However on the stand he admitted that he had lied to Police, saying the story was intended to turn the officer’s attention to his phone records.
He told the jury that he had been approached by Mr Stamp and the witness, who asked him to tell the driver of a 4x4 to bring his vehicle closer to the bushes. While he was on the phone, he said he saw a scuffle in the bushes and heard a shot ring out. He said he then got into the 4x4 with Mr Robinson and Mr Stamp and was driven away from the scene.
Mr Stamp, meanwhile, told the court that two men attempted to steal the chain around his neck as he walked along Wellington Back Road. While the men were unsuccessful, he dropped a bag of cannabis in the struggle. When he returned to the area to look for it, he found a damaged bike in the road.
He said he met the witness, who became angry after hearing about the attempted robbery and suggested that the two men go searching for the robbers. The search brought the men to the bamboo bush, where he said a man jumped out of the bushes and grabbed him. He testified that he pushed the man away and had turned to run when he heard a gunshot.

______

- **Task instructions**
Answer these questions about the court testimony excerpt:
1. According to the man who admitted lying to Police, who was with him in the 4x4?
2. On which road did Mr Stamp say two men tried to steal the chain around his neck?
3. What did Mr Stamp say he dropped in the struggle?
The rows that come next are separate material and are not connected to this court testimony.

______

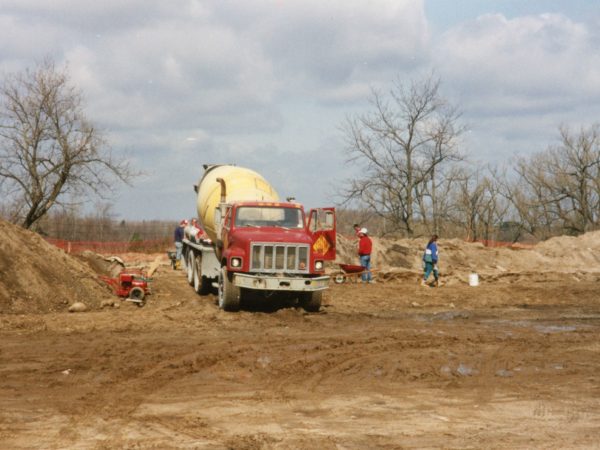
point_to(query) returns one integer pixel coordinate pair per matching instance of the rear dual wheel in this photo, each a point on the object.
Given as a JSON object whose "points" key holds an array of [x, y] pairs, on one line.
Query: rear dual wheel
{"points": [[229, 294], [311, 301]]}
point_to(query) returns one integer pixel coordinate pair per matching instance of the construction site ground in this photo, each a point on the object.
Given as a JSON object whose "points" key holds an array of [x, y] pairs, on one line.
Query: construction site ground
{"points": [[511, 363]]}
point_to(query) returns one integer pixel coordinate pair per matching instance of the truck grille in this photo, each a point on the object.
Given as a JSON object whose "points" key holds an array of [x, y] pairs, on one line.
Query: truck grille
{"points": [[270, 257]]}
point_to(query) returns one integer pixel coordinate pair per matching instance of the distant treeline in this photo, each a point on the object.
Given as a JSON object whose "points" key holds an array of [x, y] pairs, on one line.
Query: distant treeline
{"points": [[103, 227]]}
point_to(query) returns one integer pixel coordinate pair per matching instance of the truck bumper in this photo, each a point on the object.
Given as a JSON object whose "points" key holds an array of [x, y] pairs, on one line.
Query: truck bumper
{"points": [[267, 283]]}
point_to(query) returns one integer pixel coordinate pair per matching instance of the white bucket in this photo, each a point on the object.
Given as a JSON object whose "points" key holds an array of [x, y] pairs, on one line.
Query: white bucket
{"points": [[473, 279]]}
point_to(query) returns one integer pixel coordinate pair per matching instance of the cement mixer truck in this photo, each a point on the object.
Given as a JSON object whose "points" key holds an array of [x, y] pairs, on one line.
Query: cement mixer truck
{"points": [[256, 245]]}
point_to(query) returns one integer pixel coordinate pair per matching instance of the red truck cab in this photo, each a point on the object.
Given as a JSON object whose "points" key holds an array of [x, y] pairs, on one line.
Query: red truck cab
{"points": [[273, 246]]}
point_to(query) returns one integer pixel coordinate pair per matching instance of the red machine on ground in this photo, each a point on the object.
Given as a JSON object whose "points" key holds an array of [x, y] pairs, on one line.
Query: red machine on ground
{"points": [[131, 284]]}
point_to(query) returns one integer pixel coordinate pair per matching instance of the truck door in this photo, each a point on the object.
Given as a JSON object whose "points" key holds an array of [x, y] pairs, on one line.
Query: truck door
{"points": [[321, 226]]}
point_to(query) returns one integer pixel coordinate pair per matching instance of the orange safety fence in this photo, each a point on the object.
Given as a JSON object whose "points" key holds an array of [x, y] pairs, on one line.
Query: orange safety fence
{"points": [[147, 246]]}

______

- **Solution**
1. Mr Robinson and Mr Stamp
2. Wellington Back Road
3. A bag of cannabis